§ **掲載文**:

========================================================================

イスラエルがUAEと国交正常化。背景にあるトランプ大統領の思惑
9月15日、イスラエルとUAE、バーレーンの国交正常化を記念する署名式がホワイトハウスで開催された。署名式には各国の首相が出席し、今後イスラエルとの間で経済分野での関係が進展することになった。
イスラエルと国交を持つアラブ諸国はエジプトとヨルダンを加えた計4か国となるが、トランプ大統領は複数のアラブ諸国がさらにイスラエルと国交正常化すると示唆している。なぜ、今こういった流れが進んでいるのか。そこにはいくつかの国の思惑がある。
大きな壁に直面する産油国
まず、近年、中東の石油は米国のシェール革命などもあり、以前に比べ各国を魅了する経済的武器ではなくなっている。莫大なオイルマネーがUAEやカタールといった産油国を経済的に潤わせてきたが、今後はそう簡単ではない。そして、新型コロナウイルスの感染拡大で石油需要は減少しており、産油国は大きな壁に直面している。
このような状況でアラブ諸国は経済の多角化を押し進めたい狙いがあり、特に最先端技術を駆使して高い経済成長を続けるイスラエルは魅力的な存在となる。UAEとバーレーンがイスラエルと国交正常化した背景には、正にこれだ。
今回、イスラエルとの国交正常化に入植地の撤廃やパレスチナの国家承認を前提条件とするなど、アラブの大義理念より実利をアラブ諸国が重視しているとの見方がある。しかし、中東では2019年にガソリン価格の値上げを発表したイランで反政府デモが拡大し、レバノンでは「WhatsApp(ワッツアップ)」など無料通話アプリへの課税を巡って市民の怒りが爆発した。
アラブ各国政府は原油安で経済難が深刻になり、国民からの不満がいっそう高まることを警戒している。サウジアラビアやUAE、バーレーンは、イランやレバノンが失敗した轍を踏みたくないとの本音があるだろう。

========================================================================

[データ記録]
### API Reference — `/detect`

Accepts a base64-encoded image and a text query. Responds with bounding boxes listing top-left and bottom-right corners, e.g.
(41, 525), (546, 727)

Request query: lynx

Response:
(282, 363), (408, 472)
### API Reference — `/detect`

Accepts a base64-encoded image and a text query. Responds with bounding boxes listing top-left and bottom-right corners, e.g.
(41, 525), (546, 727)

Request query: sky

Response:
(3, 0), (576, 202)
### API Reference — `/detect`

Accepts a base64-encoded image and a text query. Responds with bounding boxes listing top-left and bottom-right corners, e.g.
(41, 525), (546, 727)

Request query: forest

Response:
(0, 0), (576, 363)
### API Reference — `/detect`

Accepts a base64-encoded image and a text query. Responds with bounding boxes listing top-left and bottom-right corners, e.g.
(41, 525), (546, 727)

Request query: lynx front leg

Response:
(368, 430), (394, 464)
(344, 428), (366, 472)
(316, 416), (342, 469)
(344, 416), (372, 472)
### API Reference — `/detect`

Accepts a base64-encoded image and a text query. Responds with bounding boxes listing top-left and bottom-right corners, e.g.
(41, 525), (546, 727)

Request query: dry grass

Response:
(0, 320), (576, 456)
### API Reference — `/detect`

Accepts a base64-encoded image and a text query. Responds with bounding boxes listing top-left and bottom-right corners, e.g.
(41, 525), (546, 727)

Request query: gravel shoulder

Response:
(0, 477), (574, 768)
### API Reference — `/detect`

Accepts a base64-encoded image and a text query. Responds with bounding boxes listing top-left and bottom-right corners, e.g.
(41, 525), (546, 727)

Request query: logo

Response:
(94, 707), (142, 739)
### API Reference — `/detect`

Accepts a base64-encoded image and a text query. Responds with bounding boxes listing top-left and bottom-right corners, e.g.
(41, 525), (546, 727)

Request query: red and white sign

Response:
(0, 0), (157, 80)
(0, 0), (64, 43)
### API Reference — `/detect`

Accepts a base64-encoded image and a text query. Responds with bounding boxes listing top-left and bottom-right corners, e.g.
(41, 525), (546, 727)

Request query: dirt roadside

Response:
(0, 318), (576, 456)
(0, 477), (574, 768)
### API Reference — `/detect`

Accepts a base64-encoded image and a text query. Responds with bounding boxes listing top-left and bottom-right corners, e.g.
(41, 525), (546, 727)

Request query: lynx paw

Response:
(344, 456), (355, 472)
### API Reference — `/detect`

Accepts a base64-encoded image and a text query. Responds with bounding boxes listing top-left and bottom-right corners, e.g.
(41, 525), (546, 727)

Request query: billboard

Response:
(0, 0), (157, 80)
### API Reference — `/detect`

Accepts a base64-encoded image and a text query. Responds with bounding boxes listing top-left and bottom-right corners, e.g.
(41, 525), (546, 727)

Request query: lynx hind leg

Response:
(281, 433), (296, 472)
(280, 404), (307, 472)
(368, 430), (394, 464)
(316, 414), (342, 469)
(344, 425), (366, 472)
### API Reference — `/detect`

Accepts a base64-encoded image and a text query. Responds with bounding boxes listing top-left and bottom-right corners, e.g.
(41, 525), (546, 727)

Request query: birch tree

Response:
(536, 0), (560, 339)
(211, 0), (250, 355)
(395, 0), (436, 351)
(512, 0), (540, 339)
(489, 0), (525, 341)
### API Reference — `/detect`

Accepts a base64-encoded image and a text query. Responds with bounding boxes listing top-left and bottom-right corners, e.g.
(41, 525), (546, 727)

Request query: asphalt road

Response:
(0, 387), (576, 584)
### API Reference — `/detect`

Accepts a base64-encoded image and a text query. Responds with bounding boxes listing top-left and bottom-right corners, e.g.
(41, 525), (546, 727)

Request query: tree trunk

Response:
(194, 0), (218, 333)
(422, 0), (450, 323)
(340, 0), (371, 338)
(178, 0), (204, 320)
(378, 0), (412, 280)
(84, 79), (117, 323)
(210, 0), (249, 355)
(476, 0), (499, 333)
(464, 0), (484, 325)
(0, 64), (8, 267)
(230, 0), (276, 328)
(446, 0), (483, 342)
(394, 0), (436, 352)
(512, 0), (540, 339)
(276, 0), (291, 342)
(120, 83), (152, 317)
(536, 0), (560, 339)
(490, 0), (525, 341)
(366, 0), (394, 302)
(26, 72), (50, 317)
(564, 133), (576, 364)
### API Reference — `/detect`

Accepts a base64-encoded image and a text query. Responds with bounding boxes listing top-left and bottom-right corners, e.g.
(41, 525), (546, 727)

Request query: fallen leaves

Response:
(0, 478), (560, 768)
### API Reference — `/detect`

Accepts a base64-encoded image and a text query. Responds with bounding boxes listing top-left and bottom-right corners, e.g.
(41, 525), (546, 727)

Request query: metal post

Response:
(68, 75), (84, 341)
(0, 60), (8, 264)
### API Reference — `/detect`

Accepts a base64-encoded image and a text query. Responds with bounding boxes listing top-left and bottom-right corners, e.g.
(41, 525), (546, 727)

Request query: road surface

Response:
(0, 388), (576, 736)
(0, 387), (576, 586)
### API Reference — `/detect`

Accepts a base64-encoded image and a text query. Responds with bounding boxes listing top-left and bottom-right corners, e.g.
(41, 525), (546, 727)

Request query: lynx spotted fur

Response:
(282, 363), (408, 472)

========================================================================

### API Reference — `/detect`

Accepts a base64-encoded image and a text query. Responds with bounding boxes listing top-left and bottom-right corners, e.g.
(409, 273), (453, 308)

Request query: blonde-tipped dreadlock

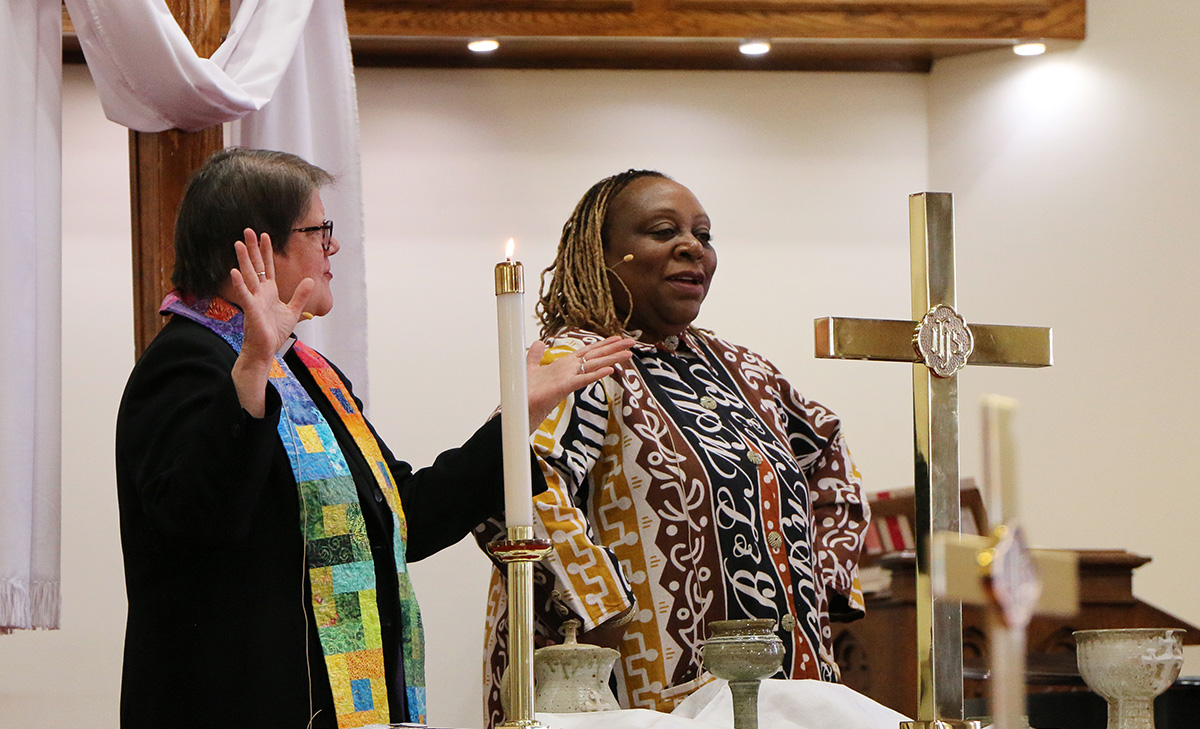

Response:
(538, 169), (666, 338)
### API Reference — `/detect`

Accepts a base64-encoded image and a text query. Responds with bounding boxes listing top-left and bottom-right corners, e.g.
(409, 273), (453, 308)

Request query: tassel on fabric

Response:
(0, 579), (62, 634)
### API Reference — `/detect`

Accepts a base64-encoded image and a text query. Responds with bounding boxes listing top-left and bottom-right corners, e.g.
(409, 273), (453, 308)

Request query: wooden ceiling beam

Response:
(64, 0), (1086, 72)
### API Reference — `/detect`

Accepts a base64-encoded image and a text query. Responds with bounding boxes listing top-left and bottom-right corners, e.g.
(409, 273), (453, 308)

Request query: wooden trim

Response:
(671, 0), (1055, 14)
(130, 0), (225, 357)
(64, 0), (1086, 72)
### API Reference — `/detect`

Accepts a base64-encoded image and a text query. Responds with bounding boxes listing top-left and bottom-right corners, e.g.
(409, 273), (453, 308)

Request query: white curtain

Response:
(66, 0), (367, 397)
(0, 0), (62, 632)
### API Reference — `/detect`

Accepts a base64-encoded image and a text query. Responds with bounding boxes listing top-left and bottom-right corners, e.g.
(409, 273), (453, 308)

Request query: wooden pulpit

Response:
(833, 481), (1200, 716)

========================================================================

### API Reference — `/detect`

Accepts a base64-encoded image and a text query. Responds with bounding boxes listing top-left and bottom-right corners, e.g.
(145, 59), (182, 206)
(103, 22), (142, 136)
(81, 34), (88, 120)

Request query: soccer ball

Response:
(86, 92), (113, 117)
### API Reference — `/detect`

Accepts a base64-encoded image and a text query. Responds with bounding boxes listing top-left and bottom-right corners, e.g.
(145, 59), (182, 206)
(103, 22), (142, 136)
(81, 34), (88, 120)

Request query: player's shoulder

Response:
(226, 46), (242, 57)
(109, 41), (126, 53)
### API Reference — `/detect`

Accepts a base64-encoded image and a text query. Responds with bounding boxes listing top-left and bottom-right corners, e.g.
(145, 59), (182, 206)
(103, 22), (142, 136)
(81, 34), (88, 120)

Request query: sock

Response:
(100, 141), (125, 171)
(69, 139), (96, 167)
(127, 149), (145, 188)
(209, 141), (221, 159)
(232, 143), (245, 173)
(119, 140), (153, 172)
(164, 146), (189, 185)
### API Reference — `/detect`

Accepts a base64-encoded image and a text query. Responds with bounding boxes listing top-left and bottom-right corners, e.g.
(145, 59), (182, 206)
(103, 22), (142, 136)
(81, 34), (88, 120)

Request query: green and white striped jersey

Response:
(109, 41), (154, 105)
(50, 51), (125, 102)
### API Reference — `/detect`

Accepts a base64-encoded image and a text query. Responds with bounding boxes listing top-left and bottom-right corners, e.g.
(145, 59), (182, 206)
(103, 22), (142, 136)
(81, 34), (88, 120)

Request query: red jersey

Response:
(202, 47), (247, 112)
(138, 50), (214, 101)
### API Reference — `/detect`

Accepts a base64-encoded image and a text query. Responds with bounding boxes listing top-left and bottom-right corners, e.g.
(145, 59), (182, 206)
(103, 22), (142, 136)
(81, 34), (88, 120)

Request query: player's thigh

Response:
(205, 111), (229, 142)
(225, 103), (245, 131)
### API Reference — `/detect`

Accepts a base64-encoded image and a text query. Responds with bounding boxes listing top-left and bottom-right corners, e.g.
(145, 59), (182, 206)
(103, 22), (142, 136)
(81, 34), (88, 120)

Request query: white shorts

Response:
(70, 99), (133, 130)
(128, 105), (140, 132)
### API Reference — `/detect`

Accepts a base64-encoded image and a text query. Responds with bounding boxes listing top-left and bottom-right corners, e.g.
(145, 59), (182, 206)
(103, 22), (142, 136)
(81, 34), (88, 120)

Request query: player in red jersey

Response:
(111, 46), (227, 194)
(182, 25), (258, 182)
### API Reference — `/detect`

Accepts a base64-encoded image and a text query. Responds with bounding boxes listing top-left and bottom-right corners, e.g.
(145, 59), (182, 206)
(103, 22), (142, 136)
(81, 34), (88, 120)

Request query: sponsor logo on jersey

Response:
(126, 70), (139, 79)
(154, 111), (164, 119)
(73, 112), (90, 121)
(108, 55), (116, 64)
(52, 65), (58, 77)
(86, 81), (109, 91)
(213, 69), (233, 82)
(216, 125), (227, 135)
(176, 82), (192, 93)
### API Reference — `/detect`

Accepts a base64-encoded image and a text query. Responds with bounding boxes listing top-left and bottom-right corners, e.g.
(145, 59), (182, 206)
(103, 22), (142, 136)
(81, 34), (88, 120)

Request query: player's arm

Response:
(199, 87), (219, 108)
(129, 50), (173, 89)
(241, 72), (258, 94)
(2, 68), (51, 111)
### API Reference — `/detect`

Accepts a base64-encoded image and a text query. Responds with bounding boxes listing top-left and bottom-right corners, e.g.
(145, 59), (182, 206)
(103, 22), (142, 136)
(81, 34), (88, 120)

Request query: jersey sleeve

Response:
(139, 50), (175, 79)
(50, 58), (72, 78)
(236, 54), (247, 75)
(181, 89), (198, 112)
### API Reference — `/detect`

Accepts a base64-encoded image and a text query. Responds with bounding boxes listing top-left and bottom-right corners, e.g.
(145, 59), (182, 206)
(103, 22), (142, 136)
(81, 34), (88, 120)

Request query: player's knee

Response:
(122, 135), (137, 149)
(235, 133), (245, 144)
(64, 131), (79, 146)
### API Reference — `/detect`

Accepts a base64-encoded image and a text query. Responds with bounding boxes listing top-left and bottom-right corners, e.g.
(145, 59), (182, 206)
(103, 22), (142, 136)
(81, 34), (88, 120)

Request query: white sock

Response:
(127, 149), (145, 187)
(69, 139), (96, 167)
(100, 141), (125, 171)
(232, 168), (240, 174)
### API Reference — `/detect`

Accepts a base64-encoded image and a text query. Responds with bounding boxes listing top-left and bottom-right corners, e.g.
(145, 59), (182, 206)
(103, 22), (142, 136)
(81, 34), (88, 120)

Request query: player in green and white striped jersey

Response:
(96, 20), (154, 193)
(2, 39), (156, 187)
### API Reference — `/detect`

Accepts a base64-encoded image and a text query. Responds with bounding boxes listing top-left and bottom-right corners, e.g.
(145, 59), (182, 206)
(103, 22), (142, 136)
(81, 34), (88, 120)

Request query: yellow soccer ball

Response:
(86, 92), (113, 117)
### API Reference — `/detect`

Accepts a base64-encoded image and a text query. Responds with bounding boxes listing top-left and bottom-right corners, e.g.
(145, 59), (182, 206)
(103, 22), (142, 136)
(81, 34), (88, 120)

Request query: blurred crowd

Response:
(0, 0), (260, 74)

========================================================================

§ **問題**:
イスラエルとUAEの国交正常化に関する記事から、「イスラエルと国交を持つアラブ」から「化した背景には、正にこれだ。」までを両端も含めてそのまま引用してください。 上の一覧はこの作業には関係しません。

§ **解答**:
イスラエルと国交を持つアラブ諸国はエジプトとヨルダンを加えた計4か国となるが、トランプ大統領は複数のアラブ諸国がさらにイスラエルと国交正常化すると示唆している。なぜ、今こういった流れが進んでいるのか。そこにはいくつかの国の思惑がある。
大きな壁に直面する産油国
まず、近年、中東の石油は米国のシェール革命などもあり、以前に比べ各国を魅了する経済的武器ではなくなっている。莫大なオイルマネーがUAEやカタールといった産油国を経済的に潤わせてきたが、今後はそう簡単ではない。そして、新型コロナウイルスの感染拡大で石油需要は減少しており、産油国は大きな壁に直面している。
このような状況でアラブ諸国は経済の多角化を押し進めたい狙いがあり、特に最先端技術を駆使して高い経済成長を続けるイスラエルは魅力的な存在となる。UAEとバーレーンがイスラエルと国交正常化した背景には、正にこれだ。